§ Extract provided

>> start

Supporting this hypothesis is the fact that, with his report removed as an obstacle, Grew was able to carry out his speaking tour in 1942-43 and in 1944-45 was able to exert important influence on Allied occupation policies, especially concerning the Emperor. He was also able to publish his view of the 1941 negotiations in his books - a limited account in his Ten Years in Japan in 1944 and a fuller account in Turbulent Era in 1952, after he had retired from the Government.
Having reviewed the arguments pro and con Konoye’s proposed meeting with the President from the vantage point of 50 years later, what should one conclude? My own views are as follows:
1) The U.S. should have agreed to the meeting. There was certainly some basis for believing that an acceptable settlement could have been achieved at the meeting, and that it could have been successfully implemented over an 18-24 month period. Washington’s contention that if the meeting were held and failed, the situation would be worse than if it had not been held at all is hard to accept. How could the aftermath of a failed meeting have been worse than what actually happened - a terrible, four years war?
2) The odds, I believe, are that if the meeting had been held, it would have produced an agreement. But if I had to bet a large sum, I would have to come down on the side that the agreement would not have been effectively accepted and implemented in Japan. Persuasive as Konoye’s and Grew’s arguments were, Japan in 1941 was probably too much under military domination and too committed to the goal of Japanese hegemony in East Asia to reverse course except as a consequence of defeat by superior military force. One has to suspect also that Konoye and Foreign Minister Toyoda in their conversations with Grew overstated General Tojo’s and other Japanese military authorities’ support of the meeting proposal and their commitment to implementation of the settlement terms Konoye hoped to bring back from the meeting.17
3) Grew’s analysis, views and recommendations submitted to Washington during the summer and fall of 1941 were wholly sound. He strongly urged that the meeting be held, for all the reasons brought out above, but he always acknowledged that it might not succeed. He rightly did not accept Washington’s contention that if it failed, the situation would be worse than if it had not been held. His reporting of the situation in Japan, his analysis of Japanese psychology, and his warnings of the imminence of war if the meeting opportunity was let pass could not have been more perceptive and accurate.
Looking back to the critical months in the late summer and early fall of 1941, a further possibility should be noted. One has to wonder whether Roosevelt may not have welcomed Hombeck’s anti-meeting arguments not for their own merit but because he (FDR) had by that time concluded that the U.S. had to declare war against Germany before Great Britain succumbed. While not wanting war with Japan, Germany’s Axis ally, he may have seen the meeting with Konoye as antithetical to the requirement for full U.S. involvement in World War II if it was to be won.
___________________
Thus ends the story of my year with Grew, but the Konoye elements of the story prompt a brief postscript.

>> end

§ Directive
Reproduce the passage on Konoye's proposed meeting with the President word for word, everything from "Supporting this hypothesis" down to "from the Government.". The entries come from a source separate from the passage on Konoye's proposed meeting with the President.

§ Data excerpts
>> start

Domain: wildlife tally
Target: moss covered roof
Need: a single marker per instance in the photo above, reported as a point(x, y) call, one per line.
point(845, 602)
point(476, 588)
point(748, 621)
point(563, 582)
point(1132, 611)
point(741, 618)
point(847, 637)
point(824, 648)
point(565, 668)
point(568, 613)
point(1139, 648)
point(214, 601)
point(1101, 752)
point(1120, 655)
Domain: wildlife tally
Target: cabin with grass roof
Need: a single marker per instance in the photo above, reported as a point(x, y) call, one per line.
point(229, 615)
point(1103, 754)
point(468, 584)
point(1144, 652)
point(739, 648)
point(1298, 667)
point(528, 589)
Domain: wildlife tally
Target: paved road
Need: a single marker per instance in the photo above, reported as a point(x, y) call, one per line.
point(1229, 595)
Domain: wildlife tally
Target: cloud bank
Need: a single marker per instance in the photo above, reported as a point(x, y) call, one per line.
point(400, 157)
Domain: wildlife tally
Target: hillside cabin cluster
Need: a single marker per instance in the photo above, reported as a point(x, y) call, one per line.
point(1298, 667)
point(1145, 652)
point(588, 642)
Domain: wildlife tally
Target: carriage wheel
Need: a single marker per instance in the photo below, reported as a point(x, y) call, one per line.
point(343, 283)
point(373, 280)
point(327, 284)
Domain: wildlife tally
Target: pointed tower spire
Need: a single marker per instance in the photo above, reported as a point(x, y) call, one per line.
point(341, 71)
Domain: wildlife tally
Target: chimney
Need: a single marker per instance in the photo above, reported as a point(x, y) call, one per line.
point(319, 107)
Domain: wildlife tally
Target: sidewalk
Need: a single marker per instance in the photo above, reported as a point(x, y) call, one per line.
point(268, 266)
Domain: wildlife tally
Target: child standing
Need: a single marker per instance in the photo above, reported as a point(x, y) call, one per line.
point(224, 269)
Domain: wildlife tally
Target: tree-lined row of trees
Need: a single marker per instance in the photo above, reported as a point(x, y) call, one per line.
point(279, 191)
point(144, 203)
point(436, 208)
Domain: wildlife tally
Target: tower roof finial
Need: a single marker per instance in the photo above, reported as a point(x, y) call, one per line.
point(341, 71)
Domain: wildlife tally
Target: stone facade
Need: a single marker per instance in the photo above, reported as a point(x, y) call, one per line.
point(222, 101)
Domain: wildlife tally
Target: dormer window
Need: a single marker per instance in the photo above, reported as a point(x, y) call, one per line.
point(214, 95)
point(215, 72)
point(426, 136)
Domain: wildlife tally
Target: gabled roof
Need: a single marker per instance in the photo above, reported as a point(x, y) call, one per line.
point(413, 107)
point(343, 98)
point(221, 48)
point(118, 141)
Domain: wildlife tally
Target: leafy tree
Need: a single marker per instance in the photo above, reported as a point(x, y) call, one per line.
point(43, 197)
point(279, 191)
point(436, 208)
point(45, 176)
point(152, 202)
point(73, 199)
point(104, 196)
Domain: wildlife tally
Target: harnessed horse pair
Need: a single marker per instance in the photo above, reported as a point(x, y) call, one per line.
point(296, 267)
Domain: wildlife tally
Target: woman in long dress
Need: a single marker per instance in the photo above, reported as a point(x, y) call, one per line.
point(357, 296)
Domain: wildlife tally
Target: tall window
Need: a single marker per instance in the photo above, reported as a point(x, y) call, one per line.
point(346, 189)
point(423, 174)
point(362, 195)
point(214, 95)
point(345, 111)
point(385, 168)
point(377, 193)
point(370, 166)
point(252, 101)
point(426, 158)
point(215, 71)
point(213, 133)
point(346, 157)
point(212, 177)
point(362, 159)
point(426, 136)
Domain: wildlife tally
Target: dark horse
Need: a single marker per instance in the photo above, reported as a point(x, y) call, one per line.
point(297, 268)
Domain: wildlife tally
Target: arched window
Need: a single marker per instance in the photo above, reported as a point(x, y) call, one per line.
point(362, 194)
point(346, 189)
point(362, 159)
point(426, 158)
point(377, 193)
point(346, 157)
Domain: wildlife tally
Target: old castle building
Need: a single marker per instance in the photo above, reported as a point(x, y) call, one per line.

>> end

§ Result
Supporting this hypothesis is the fact that, with his report removed as an obstacle, Grew was able to carry out his speaking tour in 1942-43 and in 1944-45 was able to exert important influence on Allied occupation policies, especially concerning the Emperor. He was also able to publish his view of the 1941 negotiations in his books - a limited account in his Ten Years in Japan in 1944 and a fuller account in Turbulent Era in 1952, after he had retired from the Government.